* **PASSAGE PROVIDED**
The Adviser represents that there is no change to the Fund's
investment objective. The Fund will continue to comply with all initial
and continued listing requirements under NYSE Arca Equities Rule 8.600.
Except for the changes noted above, all other facts presented and
representations made in the Prior Release remain unchanged.
All terms referenced but not defined herein are defined in the
Prior Release.
Derivatives Valuation Methodology for Purposes of Determining Net Asset
Value
According to the Registration Statement, the net asset value
(``NAV'') of the Fund's Shares is determined by dividing the total
value of the Fund's portfolio investments and other assets, less any
liabilities, by the total number of Shares outstanding. Fund Shares are
valued as of the close of regular trading (normally 4:00 p.m., Eastern
time (``E.T.'')) (the ``NYSE Close'') on each day NYSE Arca is open
(``Business Day''). Information that becomes known to the Fund or its
agents after the NAV has been calculated on a particular day will not
generally be used to retroactively adjust the price of a portfolio
asset or the NAV determined earlier that day. The Fund reserves the
right to change the time its NAV is calculated if the Fund closes
earlier, or as permitted by the Commission.
For purposes of calculating NAV, portfolio securities and other
assets for which market quotes are readily available are valued at
market value. Market value is generally determined on the basis of last
reported sales prices, or if no sales are reported, based on quotes
obtained from a quotation reporting system, established market makers,
or pricing services. Domestic and foreign fixed income securities and
non-exchange-traded derivatives will normally be valued on the basis of
quotes obtained from brokers and dealers or pricing services using data
reflecting the earlier closing of the principal markets for those
assets. Prices obtained from independent pricing services use
information provided by market makers or estimates of market values
obtained from yield data relating to investments or securities with
similar characteristics. Exchange-traded options, futures and options
on futures will generally be valued at the settlement price determined
by the applicable exchange.
[[Page 70613]]
Derivatives for which market quotes are readily available will be
valued at market value. Local closing prices will be used for all
instrument valuation purposes.

(Pointing dataset records)
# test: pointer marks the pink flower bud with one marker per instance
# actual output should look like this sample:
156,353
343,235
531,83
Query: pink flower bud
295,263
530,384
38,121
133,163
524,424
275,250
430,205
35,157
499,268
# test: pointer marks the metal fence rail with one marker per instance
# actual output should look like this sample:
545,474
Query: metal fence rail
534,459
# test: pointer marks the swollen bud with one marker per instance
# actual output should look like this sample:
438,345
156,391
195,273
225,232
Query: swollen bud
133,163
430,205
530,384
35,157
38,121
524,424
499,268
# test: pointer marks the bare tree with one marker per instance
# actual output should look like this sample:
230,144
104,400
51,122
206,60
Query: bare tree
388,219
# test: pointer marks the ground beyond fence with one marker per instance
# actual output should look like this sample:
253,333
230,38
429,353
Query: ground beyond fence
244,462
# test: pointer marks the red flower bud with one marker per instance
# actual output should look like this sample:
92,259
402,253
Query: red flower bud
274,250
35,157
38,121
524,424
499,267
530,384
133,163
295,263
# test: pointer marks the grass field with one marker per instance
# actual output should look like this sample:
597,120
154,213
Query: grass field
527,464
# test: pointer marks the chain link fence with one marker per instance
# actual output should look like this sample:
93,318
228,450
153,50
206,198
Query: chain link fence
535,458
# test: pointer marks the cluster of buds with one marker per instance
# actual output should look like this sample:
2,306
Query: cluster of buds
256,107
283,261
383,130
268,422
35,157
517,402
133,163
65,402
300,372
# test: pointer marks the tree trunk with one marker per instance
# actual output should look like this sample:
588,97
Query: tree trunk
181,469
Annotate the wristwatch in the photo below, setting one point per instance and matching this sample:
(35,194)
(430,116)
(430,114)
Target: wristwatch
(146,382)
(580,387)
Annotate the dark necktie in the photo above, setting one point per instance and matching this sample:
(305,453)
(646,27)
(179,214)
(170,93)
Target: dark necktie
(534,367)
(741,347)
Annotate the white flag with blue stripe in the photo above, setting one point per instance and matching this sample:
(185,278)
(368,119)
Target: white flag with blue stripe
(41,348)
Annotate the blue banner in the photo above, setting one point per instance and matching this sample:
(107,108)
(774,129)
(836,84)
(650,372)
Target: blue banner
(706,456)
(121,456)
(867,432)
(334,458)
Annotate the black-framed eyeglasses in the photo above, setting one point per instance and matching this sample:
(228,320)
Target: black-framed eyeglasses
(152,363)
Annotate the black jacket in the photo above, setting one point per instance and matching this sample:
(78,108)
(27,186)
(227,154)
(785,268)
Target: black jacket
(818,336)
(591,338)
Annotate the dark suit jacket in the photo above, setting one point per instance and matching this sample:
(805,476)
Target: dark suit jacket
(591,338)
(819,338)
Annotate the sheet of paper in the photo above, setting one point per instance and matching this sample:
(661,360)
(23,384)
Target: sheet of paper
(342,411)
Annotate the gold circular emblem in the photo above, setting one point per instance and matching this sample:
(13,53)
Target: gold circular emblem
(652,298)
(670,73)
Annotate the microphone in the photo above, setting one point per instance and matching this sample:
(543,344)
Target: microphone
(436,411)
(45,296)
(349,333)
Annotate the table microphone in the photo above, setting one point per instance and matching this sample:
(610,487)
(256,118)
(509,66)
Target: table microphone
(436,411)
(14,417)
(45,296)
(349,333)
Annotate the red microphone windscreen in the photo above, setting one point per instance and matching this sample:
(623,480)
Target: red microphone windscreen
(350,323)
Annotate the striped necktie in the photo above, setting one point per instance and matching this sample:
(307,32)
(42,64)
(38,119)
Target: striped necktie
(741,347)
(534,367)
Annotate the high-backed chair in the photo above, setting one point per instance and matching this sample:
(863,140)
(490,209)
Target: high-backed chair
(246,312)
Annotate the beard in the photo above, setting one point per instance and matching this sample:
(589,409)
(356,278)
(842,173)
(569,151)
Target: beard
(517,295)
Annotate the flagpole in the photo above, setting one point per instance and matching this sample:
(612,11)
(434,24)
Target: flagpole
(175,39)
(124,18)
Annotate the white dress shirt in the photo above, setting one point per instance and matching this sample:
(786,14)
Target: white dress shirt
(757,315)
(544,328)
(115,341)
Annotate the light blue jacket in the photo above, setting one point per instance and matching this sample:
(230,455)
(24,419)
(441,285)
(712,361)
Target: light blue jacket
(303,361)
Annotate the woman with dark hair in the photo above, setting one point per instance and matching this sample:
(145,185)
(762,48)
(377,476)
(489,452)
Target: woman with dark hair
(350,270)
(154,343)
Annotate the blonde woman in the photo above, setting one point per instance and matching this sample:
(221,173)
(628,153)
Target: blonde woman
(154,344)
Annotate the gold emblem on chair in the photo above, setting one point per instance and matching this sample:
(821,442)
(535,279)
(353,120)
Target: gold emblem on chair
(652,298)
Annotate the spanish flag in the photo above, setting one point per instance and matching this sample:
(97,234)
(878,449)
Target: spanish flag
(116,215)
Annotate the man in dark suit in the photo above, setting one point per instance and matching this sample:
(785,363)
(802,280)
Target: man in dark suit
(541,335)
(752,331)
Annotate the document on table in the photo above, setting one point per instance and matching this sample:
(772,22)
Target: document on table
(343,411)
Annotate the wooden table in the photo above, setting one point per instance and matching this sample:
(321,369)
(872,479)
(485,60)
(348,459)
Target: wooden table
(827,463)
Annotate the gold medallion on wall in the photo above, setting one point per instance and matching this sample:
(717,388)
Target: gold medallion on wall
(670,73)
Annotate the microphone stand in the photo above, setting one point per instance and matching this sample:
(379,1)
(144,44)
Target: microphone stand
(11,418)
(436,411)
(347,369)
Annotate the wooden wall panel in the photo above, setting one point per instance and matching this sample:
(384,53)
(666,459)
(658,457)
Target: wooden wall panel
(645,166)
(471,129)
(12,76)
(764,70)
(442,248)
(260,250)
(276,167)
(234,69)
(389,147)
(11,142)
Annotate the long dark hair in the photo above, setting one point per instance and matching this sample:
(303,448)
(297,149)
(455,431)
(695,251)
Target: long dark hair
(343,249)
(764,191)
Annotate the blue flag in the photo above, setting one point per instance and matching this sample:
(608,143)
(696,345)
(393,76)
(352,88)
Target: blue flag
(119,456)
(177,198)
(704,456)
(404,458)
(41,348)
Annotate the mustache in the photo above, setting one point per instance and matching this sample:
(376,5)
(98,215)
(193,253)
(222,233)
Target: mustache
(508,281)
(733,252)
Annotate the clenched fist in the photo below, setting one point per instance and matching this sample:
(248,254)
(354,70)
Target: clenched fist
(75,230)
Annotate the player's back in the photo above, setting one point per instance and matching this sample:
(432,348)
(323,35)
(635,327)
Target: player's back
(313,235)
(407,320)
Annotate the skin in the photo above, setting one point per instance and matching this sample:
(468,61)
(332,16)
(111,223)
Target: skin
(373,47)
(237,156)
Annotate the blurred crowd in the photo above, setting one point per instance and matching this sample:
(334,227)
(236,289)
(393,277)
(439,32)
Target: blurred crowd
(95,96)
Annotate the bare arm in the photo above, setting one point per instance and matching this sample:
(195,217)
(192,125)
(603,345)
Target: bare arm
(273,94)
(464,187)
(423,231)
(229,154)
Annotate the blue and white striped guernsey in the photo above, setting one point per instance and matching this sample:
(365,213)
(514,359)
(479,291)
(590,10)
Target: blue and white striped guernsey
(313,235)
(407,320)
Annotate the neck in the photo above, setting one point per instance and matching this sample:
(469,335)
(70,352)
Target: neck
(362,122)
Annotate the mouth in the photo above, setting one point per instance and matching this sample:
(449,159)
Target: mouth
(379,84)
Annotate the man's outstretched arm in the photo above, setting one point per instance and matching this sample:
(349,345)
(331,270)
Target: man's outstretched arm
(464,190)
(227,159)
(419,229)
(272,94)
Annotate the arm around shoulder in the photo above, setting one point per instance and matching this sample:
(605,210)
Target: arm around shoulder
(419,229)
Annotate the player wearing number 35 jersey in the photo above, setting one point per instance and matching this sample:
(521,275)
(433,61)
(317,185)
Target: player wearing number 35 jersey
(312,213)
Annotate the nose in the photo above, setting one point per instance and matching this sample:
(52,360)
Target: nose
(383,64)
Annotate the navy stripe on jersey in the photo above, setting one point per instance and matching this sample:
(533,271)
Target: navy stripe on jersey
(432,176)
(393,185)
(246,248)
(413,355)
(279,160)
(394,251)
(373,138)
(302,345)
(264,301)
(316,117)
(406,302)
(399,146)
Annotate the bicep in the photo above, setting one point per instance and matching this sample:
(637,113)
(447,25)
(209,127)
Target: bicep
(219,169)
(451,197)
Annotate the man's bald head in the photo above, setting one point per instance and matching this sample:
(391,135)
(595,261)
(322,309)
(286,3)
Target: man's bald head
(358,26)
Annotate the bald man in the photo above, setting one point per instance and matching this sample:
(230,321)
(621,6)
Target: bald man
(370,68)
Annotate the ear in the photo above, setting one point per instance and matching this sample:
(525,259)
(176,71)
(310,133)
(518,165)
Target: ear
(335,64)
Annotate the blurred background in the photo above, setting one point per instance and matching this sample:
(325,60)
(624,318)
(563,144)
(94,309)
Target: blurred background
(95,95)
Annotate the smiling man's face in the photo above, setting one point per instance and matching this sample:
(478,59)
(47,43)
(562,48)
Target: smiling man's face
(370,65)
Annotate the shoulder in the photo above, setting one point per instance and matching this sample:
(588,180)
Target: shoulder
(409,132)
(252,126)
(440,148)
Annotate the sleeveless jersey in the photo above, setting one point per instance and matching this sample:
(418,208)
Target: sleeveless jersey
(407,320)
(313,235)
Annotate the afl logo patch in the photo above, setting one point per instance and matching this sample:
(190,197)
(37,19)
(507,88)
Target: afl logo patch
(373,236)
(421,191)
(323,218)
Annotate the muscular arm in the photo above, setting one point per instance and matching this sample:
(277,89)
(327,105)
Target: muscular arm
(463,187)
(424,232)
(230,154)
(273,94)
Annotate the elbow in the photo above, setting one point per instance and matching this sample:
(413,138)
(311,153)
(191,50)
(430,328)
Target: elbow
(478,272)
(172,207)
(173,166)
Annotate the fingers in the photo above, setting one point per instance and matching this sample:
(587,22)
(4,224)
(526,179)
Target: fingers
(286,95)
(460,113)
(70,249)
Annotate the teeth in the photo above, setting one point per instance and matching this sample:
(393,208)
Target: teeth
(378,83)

* **TASK INSTRUCTIONS**
1. Using the passage on the Fund's net asset value, decide whether each statement agrees with it. Answer yes or no and quote the words that settle it.
(a) Fund Shares are normally valued as of 4:00 p.m. Eastern time.
(b) Exchange-traded options are generally valued at their last reported sales price.
(c) Information learned after the NAV is calculated will generally be used to adjust that day's NAV retroactively.
2. Reproduce the lines of the records verbatim, from the line with "Annotate the teeth" through the last line of the records.

* **SOLVED TASKS**
1.
(a) Yes: "Fund Shares are valued as of the close of regular trading (normally 4:00 p.m., Eastern time"
(b) No: "Exchange-traded options, futures and options on futures will generally be valued at the settlement price determined by the applicable exchange."
(c) No: "will not generally be used to retroactively adjust the price of a portfolio asset or the NAV determined earlier that day."

2.
Annotate the teeth in the photo above, setting one point per instance and matching this sample:
(393,208)
Target: teeth
(378,83)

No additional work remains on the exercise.